Pick out every line in the records below that contains the word "street" and copy each one in full.

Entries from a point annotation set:
○ ○ ○ ○
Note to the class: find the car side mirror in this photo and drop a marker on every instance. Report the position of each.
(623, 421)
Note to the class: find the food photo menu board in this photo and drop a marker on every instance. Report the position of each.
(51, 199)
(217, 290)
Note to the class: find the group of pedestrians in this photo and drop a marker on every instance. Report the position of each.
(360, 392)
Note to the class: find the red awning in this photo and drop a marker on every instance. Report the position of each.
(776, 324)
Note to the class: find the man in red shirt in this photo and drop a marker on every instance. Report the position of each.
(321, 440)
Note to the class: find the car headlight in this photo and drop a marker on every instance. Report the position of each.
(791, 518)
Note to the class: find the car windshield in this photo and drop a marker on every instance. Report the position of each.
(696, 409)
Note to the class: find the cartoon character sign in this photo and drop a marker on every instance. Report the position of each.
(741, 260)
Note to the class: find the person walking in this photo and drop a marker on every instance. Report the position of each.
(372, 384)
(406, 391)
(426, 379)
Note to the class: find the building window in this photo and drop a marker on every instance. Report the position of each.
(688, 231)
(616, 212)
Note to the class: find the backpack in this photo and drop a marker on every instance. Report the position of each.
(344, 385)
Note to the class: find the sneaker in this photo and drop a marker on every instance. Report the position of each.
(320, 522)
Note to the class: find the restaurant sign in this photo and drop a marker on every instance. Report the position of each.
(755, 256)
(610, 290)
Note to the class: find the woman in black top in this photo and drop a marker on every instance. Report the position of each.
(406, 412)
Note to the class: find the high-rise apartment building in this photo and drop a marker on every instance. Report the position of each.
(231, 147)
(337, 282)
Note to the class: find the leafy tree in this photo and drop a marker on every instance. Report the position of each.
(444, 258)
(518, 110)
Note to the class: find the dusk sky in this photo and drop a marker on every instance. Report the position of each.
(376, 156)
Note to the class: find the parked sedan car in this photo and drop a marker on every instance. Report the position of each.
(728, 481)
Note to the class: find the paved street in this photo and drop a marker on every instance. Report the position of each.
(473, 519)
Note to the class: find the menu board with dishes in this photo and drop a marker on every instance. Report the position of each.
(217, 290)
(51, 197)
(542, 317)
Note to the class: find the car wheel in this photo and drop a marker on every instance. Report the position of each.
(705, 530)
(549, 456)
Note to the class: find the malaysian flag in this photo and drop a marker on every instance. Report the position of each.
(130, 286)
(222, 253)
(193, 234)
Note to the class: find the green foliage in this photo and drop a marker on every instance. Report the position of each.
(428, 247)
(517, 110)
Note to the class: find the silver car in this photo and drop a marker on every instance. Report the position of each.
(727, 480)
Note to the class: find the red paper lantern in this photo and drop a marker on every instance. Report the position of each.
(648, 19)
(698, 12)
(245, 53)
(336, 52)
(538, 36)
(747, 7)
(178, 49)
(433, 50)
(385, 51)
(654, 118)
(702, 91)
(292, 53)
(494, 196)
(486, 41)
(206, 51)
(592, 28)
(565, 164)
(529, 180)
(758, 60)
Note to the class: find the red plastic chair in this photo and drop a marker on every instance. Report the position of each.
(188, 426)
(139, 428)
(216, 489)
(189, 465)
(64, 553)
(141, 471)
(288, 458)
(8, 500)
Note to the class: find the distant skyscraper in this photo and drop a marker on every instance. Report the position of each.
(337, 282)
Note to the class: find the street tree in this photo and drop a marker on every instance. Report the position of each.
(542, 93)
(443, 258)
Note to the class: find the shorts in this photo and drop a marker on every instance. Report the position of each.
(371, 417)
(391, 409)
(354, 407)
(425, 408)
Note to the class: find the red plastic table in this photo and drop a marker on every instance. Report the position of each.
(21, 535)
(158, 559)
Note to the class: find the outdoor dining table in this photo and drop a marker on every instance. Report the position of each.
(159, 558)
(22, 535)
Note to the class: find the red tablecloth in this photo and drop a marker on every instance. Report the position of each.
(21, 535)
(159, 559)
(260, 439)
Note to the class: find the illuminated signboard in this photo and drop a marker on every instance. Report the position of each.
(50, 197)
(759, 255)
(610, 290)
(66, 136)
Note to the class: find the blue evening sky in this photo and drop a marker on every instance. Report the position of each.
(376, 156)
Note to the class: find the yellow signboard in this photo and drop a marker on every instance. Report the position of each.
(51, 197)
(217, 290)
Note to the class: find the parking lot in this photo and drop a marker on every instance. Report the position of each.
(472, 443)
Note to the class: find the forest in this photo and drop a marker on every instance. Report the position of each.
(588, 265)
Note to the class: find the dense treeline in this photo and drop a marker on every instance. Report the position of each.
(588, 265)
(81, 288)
○ ○ ○ ○
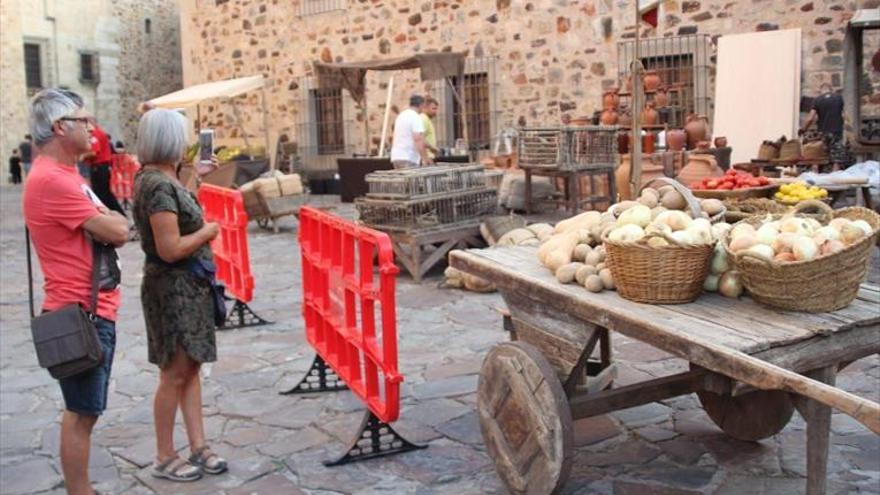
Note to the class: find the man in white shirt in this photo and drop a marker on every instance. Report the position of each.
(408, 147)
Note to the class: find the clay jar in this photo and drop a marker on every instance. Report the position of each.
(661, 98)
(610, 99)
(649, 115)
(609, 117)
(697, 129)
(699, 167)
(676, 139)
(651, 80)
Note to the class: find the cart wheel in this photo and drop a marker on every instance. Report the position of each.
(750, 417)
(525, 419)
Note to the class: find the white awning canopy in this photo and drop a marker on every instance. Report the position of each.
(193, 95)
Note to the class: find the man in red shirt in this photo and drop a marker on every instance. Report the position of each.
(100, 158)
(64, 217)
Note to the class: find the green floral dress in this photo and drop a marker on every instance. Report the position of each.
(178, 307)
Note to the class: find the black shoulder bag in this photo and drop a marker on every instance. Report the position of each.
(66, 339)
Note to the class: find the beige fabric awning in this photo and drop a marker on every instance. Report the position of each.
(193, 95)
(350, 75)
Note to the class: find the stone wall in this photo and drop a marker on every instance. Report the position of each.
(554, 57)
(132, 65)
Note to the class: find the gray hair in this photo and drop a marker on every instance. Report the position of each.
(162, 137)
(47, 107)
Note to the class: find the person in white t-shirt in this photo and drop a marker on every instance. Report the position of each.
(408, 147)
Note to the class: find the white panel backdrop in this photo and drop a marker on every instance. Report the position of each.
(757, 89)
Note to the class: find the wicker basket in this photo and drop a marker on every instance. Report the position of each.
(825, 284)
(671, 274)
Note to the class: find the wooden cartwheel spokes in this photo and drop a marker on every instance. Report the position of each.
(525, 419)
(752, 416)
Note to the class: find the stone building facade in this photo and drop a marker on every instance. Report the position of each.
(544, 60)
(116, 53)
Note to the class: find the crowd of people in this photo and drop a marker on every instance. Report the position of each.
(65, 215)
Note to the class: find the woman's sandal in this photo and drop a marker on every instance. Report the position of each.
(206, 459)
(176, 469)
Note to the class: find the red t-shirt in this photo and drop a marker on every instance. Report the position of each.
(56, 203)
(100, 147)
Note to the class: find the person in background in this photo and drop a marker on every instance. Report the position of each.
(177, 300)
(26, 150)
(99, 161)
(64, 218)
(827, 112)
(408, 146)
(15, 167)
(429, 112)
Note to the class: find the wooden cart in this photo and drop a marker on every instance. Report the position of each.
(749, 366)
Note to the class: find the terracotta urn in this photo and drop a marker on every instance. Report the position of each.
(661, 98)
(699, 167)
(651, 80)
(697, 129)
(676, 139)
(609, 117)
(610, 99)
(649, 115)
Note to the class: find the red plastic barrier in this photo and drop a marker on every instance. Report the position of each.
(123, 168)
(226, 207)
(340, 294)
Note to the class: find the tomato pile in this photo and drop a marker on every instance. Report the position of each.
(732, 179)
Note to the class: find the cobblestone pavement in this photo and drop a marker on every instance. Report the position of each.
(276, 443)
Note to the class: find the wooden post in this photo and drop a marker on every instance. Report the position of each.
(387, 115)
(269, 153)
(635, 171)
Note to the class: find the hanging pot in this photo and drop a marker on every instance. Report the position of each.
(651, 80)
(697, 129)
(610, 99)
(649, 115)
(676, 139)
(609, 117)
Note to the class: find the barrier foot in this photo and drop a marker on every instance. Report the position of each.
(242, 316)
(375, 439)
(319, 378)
○ ○ ○ ○
FULL RESPONSE |
Note to the class: find the paved street in this photo and drop a marker on every instance. Report the position of each.
Note to the class: find the street tree in this photo and drop a marker on every instance. Report the position of each.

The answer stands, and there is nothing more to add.